= Given information =
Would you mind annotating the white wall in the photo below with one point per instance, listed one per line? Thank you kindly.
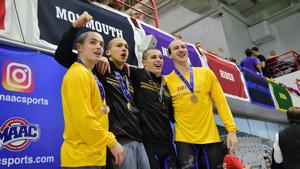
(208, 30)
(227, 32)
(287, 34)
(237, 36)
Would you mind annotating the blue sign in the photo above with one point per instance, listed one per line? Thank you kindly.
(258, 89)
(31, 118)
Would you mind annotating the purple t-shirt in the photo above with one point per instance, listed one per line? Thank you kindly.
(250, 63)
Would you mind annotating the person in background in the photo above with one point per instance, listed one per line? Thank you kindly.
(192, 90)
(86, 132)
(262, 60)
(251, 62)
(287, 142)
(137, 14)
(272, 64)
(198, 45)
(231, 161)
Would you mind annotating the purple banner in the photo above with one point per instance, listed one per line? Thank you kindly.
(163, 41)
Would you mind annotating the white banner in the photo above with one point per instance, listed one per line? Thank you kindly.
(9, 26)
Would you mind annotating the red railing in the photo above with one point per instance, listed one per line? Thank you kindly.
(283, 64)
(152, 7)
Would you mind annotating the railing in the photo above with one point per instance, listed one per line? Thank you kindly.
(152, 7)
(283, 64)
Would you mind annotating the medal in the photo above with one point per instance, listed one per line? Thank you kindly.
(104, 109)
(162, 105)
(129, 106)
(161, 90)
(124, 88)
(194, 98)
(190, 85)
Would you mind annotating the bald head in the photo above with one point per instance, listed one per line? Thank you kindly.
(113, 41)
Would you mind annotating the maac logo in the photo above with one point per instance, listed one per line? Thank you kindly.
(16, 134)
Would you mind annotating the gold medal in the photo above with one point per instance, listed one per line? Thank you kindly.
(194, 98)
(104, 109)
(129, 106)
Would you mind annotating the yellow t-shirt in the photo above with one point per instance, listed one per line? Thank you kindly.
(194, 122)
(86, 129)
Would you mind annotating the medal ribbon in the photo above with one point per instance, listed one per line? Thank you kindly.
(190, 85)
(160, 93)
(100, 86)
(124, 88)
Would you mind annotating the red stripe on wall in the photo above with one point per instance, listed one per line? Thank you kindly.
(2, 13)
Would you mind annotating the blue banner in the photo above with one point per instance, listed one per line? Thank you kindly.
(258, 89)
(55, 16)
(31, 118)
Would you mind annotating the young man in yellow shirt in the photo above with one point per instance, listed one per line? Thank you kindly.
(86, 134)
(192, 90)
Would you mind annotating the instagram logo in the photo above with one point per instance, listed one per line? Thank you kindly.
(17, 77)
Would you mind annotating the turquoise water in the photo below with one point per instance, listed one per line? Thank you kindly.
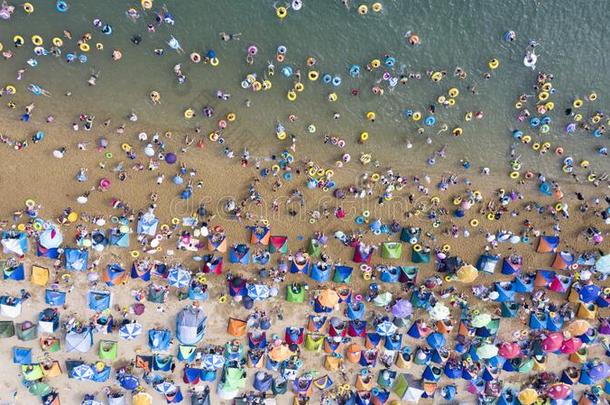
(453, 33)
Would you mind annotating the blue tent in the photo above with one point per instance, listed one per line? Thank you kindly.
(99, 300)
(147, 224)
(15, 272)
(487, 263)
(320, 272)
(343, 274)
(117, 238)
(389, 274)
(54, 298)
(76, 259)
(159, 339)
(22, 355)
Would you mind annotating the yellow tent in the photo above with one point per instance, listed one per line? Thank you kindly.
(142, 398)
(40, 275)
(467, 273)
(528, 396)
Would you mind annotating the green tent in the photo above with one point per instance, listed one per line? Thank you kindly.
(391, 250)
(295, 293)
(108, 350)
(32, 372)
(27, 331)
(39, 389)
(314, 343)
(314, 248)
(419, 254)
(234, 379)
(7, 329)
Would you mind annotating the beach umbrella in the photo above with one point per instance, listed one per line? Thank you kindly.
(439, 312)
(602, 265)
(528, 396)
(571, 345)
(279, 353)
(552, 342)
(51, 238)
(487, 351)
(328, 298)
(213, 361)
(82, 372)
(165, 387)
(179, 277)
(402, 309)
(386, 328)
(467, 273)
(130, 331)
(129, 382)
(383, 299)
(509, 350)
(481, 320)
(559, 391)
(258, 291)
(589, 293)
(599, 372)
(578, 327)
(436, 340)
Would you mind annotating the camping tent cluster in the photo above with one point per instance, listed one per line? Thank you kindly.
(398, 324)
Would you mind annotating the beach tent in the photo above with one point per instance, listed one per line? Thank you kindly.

* * *

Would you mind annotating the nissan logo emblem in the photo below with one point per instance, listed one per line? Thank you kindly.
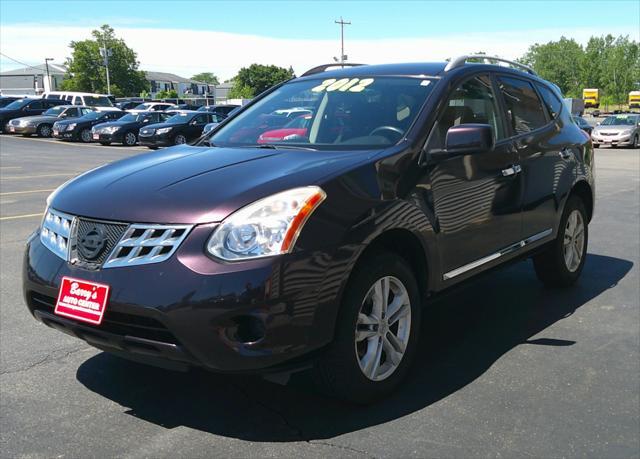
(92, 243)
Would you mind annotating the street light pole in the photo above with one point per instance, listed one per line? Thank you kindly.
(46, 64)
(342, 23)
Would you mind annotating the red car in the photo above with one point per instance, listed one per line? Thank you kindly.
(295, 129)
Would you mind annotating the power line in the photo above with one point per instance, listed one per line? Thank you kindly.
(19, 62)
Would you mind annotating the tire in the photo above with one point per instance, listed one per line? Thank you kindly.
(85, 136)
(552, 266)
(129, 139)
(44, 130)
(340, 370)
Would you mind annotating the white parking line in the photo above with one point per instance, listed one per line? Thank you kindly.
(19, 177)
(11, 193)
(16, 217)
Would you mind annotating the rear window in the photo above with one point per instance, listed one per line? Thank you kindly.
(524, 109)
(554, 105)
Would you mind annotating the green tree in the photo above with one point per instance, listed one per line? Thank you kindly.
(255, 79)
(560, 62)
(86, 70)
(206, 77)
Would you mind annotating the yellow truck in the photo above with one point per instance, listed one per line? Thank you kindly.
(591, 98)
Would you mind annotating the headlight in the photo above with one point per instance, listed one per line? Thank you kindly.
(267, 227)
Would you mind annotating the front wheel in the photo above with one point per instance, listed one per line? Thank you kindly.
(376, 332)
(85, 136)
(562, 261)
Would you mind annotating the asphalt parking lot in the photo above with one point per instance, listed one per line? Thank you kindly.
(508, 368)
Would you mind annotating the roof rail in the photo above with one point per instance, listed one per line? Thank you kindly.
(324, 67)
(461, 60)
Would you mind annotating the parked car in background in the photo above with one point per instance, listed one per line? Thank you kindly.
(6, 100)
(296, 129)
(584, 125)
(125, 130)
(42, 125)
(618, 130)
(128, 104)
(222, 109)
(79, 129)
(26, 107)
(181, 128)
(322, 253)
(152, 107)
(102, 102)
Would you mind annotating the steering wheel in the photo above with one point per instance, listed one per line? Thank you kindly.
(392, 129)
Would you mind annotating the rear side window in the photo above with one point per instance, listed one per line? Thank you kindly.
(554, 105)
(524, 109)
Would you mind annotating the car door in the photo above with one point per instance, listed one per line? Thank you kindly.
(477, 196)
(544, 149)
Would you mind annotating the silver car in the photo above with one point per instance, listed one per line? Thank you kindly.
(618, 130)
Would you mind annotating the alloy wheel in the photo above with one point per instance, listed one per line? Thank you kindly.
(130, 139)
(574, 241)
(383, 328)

= Task description =
Send back exactly the lines of the listing above starting at the one with "Would you mind annotating the camping" and ending at the one with "Would you mind annotating the beach tent", inclusive, and no others.

= Output for this task =
Would you mind annotating the camping tent cluster in the photo above with one point per instance, listed one per line? Thank you kindly.
(398, 324)
Would you mind annotating the beach tent in the photo above with one point per instance, listed one per line? Thank you kindly.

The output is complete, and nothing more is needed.